Set down every record once more, exactly as given.

----------

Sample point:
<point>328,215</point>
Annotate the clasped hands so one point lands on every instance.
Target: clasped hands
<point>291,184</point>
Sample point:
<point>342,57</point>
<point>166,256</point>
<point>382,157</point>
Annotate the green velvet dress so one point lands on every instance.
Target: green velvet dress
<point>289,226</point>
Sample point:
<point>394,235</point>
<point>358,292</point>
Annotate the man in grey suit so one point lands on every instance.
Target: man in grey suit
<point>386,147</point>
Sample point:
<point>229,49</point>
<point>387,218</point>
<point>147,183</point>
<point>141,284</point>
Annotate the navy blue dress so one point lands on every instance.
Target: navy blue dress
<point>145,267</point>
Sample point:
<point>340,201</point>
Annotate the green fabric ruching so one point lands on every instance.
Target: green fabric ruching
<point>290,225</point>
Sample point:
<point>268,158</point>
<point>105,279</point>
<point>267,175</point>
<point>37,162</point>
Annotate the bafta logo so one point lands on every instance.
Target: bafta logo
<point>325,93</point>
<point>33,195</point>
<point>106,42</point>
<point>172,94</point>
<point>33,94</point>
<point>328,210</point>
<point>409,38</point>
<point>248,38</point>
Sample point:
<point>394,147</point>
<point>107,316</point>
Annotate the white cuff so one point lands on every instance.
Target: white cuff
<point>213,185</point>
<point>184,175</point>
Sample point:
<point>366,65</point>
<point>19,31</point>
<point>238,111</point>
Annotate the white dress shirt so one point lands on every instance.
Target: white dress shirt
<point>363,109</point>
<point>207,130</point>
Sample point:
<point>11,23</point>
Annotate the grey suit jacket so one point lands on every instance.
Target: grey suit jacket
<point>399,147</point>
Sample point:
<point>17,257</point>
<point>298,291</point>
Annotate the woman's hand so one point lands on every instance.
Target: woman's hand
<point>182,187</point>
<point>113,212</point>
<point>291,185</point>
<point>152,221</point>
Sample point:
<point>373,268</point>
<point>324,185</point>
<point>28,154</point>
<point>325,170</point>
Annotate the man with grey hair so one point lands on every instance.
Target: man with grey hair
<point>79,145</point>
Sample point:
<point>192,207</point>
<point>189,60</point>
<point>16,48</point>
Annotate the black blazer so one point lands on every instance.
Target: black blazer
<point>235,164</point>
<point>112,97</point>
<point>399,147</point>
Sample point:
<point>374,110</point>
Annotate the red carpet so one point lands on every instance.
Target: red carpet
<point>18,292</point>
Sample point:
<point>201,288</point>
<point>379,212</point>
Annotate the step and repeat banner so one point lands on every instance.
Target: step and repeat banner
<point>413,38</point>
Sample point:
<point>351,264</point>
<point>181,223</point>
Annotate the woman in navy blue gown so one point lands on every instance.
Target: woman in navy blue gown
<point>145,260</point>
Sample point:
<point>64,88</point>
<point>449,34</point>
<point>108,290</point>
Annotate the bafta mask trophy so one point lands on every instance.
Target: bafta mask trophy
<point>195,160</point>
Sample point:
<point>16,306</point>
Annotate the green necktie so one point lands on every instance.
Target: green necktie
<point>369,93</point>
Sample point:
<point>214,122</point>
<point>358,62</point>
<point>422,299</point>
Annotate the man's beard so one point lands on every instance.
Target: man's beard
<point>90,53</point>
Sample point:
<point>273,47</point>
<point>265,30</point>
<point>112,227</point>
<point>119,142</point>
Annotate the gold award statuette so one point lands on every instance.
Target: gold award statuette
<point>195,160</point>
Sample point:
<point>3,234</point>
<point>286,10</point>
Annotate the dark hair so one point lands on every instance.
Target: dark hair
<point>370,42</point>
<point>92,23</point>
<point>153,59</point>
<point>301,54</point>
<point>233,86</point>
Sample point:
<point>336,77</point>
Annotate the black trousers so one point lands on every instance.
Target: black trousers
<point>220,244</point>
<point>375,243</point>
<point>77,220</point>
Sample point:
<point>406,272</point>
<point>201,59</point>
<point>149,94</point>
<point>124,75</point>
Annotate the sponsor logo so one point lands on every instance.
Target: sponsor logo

----------

__Answer to this problem__.
Sample point:
<point>328,215</point>
Annotate the clasped hands so one point lands on every instance.
Target: clasped hands
<point>291,184</point>
Sample point:
<point>342,57</point>
<point>166,256</point>
<point>382,157</point>
Annotate the green velvet dress so one point lands on every instance.
Target: green velvet dress
<point>289,226</point>
Sample point:
<point>394,235</point>
<point>358,292</point>
Annotate the man in grey suit so one point lands on every instance.
Target: man in grey suit
<point>386,147</point>
Sample point:
<point>229,49</point>
<point>387,218</point>
<point>147,183</point>
<point>141,284</point>
Annotate the navy blue dress so one point lands on every instance.
Target: navy blue dress
<point>145,267</point>
Sample point:
<point>340,201</point>
Annotate the green fabric ruching so one point lands on every instance.
Target: green fabric ruching
<point>290,225</point>
Sample point:
<point>268,158</point>
<point>105,279</point>
<point>267,175</point>
<point>37,162</point>
Annotate the bafta logo so one point lands on every instance.
Target: bafta logo
<point>325,93</point>
<point>33,195</point>
<point>106,42</point>
<point>172,94</point>
<point>33,94</point>
<point>328,210</point>
<point>409,38</point>
<point>248,38</point>
Sample point:
<point>394,147</point>
<point>107,316</point>
Annotate the white cuff so one point lands on every instance.
Target: white cuff
<point>213,185</point>
<point>184,175</point>
Sample point:
<point>366,65</point>
<point>19,31</point>
<point>238,111</point>
Annotate the white dress shirt so one point lands on every instance.
Target: white dress shirt
<point>363,109</point>
<point>207,130</point>
Sample point:
<point>11,23</point>
Annotate the grey suit jacket so one point lands on every instance.
Target: grey suit jacket
<point>399,147</point>
Sample point:
<point>17,257</point>
<point>298,291</point>
Annotate the woman's hand so one point lands on every instance.
Target: woman's hand
<point>182,187</point>
<point>113,212</point>
<point>291,185</point>
<point>152,221</point>
Sample point:
<point>373,268</point>
<point>324,185</point>
<point>28,154</point>
<point>325,170</point>
Annotate the man with grey hair so one point lands on every instance.
Target: man with grey hair
<point>79,145</point>
Sample point:
<point>192,207</point>
<point>189,60</point>
<point>16,48</point>
Annotate the black blazer so one point lands on every instance.
Target: black blazer
<point>235,164</point>
<point>112,97</point>
<point>399,147</point>
Sample point:
<point>374,110</point>
Annotate the red carpet so one point lands on every instance.
Target: red carpet
<point>18,292</point>
Sample point:
<point>201,288</point>
<point>379,212</point>
Annotate the step and repeat banner so one point lands on every instance.
Target: step and repeat banner
<point>413,38</point>
Sample point:
<point>351,264</point>
<point>181,223</point>
Annotate the woman in navy blue gown so one point lands on every instance.
Target: woman in navy blue gown
<point>145,260</point>
Sample point:
<point>64,88</point>
<point>449,34</point>
<point>108,290</point>
Annotate the bafta mask trophy so one point lands on every instance.
Target: bafta mask trophy
<point>195,160</point>
Sample point:
<point>16,306</point>
Annotate the green necktie so one point lands on every instance.
Target: green necktie
<point>369,93</point>
Sample point:
<point>214,122</point>
<point>358,62</point>
<point>422,299</point>
Annotate the man's beard so one point lands on every instance.
Target: man's beard
<point>90,53</point>
Sample point:
<point>273,47</point>
<point>265,30</point>
<point>112,227</point>
<point>119,142</point>
Annotate the gold award statuette so one point lands on every instance.
Target: gold award statuette
<point>195,160</point>
Sample point:
<point>3,234</point>
<point>286,10</point>
Annotate the dark hair so one point lands on every instance.
Target: dark hair
<point>370,42</point>
<point>92,23</point>
<point>153,59</point>
<point>301,54</point>
<point>233,86</point>
Sample point:
<point>336,77</point>
Annotate the black trousers so one point lands on every instance.
Target: black trousers
<point>220,244</point>
<point>375,243</point>
<point>77,220</point>
Sample point:
<point>406,272</point>
<point>201,59</point>
<point>149,94</point>
<point>124,75</point>
Annotate the sponsor logo so one point lands on every instance.
Target: sponsor logo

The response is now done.